GIVEN PASSAGE:
At the heart of the case is whether granting a divorce to a same-sex couple living in Mississippi would force the state to recognize the marriage between Lauren Czekala-Chatham and Dana Ann Melancon as legal. The couple were married in California in 2008, Mississippi has had a ban on same-sex marriage since 2004. Because the couple are residents of the Magnolia State, they cannot legally get a divorce elsewhere. Hattiesburg attorney Carey Varnado represented the couple during oral arguments before the high court in Jackson yesterday. He says the inability of the couple to get a divorce in Mississippi is a violation of due process under the U.S. Constitution.

"California issued a marriage license. My client is now married. She does not want to be married, and the courts of this state are has now said 'You cannot get a divorce.' She is in essence trapped in the status of married. That's just not right. She has been deprived of due process.

Assistant Attorney General Justin Matheny argued that the state can't grant the divorce because the state does not believe the couple’s 2008 marriage was legally binding in Mississippi.

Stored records
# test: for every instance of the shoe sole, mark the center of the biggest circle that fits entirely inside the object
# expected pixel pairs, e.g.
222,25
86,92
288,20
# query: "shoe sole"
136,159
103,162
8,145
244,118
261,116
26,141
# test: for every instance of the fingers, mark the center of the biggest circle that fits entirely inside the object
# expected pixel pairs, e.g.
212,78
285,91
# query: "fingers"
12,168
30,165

---

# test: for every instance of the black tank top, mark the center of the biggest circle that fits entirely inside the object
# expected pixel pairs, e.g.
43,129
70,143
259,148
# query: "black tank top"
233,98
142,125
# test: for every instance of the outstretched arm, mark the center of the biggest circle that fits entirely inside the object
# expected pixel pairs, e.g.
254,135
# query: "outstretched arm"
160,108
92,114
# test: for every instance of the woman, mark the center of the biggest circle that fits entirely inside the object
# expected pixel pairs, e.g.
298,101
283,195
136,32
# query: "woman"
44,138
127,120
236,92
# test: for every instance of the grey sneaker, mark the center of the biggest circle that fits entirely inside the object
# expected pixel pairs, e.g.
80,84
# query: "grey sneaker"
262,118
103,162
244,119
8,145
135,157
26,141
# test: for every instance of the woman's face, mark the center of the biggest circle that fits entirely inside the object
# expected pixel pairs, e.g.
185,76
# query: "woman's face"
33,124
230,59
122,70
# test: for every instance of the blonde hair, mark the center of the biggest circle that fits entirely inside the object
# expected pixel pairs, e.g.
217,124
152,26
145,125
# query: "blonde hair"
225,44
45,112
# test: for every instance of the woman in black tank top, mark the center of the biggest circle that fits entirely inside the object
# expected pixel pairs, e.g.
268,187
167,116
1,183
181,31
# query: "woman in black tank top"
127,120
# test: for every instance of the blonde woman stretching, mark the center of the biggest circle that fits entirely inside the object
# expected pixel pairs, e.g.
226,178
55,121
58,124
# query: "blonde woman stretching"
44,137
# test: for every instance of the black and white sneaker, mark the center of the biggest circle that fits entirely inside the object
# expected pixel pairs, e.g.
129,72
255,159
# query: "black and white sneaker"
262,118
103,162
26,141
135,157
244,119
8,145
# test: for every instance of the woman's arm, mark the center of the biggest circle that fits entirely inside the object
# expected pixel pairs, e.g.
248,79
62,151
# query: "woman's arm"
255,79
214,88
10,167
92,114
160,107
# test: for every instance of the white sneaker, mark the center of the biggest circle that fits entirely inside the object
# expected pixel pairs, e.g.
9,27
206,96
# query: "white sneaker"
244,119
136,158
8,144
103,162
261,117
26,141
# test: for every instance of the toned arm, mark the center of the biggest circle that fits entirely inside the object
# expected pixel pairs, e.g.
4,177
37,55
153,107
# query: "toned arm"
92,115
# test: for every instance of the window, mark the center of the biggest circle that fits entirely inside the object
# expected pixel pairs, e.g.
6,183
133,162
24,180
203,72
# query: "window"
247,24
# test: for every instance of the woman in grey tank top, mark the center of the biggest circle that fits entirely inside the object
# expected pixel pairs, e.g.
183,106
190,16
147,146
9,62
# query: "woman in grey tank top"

EXERCISE INSTRUCTIONS:
A: From the passage on the Mississippi divorce case, return word for word the part that opens with the words containing "At the heart" and closes with "the U.S. Constitution.".
B: Take the passage on the Mississippi divorce case further, picking up right after its last sentence.

EXPECTED RESULTS:
A:
At the heart of the case is whether granting a divorce to a same-sex couple living in Mississippi would force the state to recognize the marriage between Lauren Czekala-Chatham and Dana Ann Melancon as legal. The couple were married in California in 2008, Mississippi has had a ban on same-sex marriage since 2004. Because the couple are residents of the Magnolia State, they cannot legally get a divorce elsewhere. Hattiesburg attorney Carey Varnado represented the couple during oral arguments before the high court in Jackson yesterday. He says the inability of the couple to get a divorce in Mississippi is a violation of due process under the U.S. Constitution.

B:
"Same-sex couples don't have the right to get married under Mississippi law in Mississippi, but it also goes further and it prohibits recognition," Matheny says. "The problem that that presented for the chancellor below that in order to grant the divorce you have to recognize that there was a marriage in the first place."

Late last year, a federal judge ruled Mississippi's ban on same-sex marriage unconstitutional, however the ban remains in effect until the U.S. Supreme Court rules on a similar case latter this year. The Mississippi Supreme Court may wait on that ruling before deciding to grant the couple a divorce.